* Start Stored records *

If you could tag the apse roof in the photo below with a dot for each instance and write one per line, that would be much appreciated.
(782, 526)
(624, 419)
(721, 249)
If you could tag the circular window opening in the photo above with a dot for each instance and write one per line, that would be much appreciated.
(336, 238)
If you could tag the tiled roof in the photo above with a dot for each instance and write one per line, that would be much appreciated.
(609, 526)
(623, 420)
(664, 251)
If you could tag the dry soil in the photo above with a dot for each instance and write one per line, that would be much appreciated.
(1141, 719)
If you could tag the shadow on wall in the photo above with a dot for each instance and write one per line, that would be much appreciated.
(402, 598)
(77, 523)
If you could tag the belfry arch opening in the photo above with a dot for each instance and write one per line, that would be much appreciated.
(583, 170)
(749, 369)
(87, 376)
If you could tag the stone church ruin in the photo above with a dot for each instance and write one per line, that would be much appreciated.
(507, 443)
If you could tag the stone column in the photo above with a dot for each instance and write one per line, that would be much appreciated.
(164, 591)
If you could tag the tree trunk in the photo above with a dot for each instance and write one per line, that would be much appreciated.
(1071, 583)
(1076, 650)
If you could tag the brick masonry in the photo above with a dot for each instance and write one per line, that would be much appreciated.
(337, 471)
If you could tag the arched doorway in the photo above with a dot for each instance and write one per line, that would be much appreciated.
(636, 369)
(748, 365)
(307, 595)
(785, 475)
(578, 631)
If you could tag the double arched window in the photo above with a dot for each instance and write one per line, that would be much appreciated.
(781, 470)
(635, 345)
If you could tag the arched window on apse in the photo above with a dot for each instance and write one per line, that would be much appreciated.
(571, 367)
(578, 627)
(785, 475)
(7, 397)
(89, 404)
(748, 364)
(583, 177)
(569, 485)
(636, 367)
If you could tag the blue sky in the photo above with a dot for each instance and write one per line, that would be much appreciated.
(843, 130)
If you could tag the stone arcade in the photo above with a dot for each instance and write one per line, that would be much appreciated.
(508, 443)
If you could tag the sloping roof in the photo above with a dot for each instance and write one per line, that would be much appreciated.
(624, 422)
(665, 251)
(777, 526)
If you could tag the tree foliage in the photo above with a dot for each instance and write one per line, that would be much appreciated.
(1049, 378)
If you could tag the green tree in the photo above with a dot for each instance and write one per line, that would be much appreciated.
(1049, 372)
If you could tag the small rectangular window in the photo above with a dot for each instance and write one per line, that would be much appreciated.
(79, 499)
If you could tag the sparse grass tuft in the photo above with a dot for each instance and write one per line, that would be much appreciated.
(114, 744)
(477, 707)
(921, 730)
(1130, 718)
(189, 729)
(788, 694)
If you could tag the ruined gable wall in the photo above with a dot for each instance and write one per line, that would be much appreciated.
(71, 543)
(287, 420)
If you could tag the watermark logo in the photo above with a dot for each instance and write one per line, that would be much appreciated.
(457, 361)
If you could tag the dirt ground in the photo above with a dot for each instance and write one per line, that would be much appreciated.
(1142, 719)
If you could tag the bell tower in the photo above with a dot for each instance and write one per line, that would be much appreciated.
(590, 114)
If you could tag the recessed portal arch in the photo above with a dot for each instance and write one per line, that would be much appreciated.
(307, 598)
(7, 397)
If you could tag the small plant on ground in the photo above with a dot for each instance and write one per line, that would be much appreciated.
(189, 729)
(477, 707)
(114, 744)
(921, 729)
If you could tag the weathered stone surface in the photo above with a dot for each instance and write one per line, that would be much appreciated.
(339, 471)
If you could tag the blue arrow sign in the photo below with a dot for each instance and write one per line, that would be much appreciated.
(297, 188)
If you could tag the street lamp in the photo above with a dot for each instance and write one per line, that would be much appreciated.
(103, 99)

* End Stored records *

> _Work to be completed_
Return every one of the lines above word for word and in their original order, leaving none out.

> _Solution to this exercise_
If you could tag the apse roof in the photo below with a dot for each instance and write one per line, that would be much appreciated.
(782, 526)
(624, 419)
(721, 249)
If you could tag the circular window opening in the photo above with a dot for each instance and write one per line, that would be much appreciated.
(336, 238)
If you could tag the tiled roof in the photo above with a dot for each instance and write one per line, that would be much appreciated.
(609, 526)
(623, 420)
(664, 251)
If you could tag the dry soil in the photo above with a dot for each instance and write one per line, that would be much appreciated.
(1141, 719)
If you could tag the shadow on wall in the photo above with a dot for each instance and write one per line, that would be much appreciated.
(402, 598)
(77, 523)
If you could tag the belfry arch opening in the photo above with a dot for each instance and write one per line, that would be much appreciated.
(583, 170)
(749, 369)
(87, 376)
If you could tag the stone church ruin in the photo above with a dot for each instance and write one per line, that would be much appreciated.
(507, 443)
If you could tag the stone column in the photo above with a dot for each instance and write one per line, that would be much appreciated.
(164, 591)
If you could tag the tree trunk in the photo above with a dot for each instance and write one per line, that would be much appreciated.
(1071, 583)
(1076, 650)
If you could tag the brick masonry in the photo above with a dot for each instance and write one per line, that would be much appreciated.
(337, 471)
If you could tag the arched doorway in the photo above with a dot for each instance and write one per line, that would be much appreciated.
(636, 369)
(748, 365)
(307, 595)
(785, 475)
(578, 631)
If you could tag the double arched window in the photo above with a dot for each instance and write one per line, that would be much appreciated.
(781, 470)
(635, 345)
If you could tag the arched window on apse in the photo above with a dot for each instance and write one per line, that would be much appreciated.
(571, 367)
(578, 627)
(785, 475)
(7, 397)
(89, 404)
(748, 364)
(583, 177)
(569, 485)
(636, 367)
If you could tag the blue sky in the photo above with a dot for each instance and write one per line, that would be much appreciated.
(843, 130)
If you could tag the stone arcade in the photo above with a dot for each instance and write one per line, that would be much appreciated.
(508, 443)
If you could tag the sloping roof in the photo above with a dot for each instance and write one per line, that would be much appreciated.
(624, 422)
(665, 251)
(777, 526)
If you could tag the tree foliage in the photo above with a dot for each instance and write one per line, that would be much appreciated.
(1049, 378)
If you could tag the green tree in the photo above with a dot for each instance and write one per line, that would be much appreciated.
(1049, 372)
If you could tag the small rectangular window in the photo above with a dot for each instance and write one per line, that would be much appreciated.
(79, 499)
If you could tag the sparse grass tuft in the photo above with a dot for each instance and write one per line, that would be much appreciated.
(114, 744)
(477, 707)
(921, 730)
(1130, 718)
(189, 729)
(788, 694)
If you could tag the ruined gable wall in the photo above with a dot for each instance and write one per line, that would be much appreciated.
(71, 543)
(287, 420)
If you could tag the watermark logo in the photo above with a dot for each instance and write one per line, that would be much appreciated.
(457, 361)
If you could tag the dirt ground in the photo above with a dot for each instance and write one per line, that would be much appreciated.
(1142, 719)
If you could tag the bell tower in the photo above with a dot for each instance and write one per line, that would be much appreciated.
(590, 114)
If you could tag the recessed portal arch in the photo above with a dot for each instance and write one per line, that would be much appreciated.
(307, 598)
(7, 397)
If you could tag the small plant on ground in the photo above with a dot for each instance and write one per line, that would be much appreciated.
(189, 729)
(477, 707)
(114, 744)
(921, 729)
If you could tag the weathered stone surface in the photo above with a dot for each instance and write one per line, that would be much appreciated.
(339, 471)
If you could tag the blue arrow sign in the photo below with a dot for each instance and write one per line, that would be much appreciated.
(297, 188)
If you could tag the street lamp in the photo above with a dot for each instance and write one per line, that would be much appreciated.
(103, 99)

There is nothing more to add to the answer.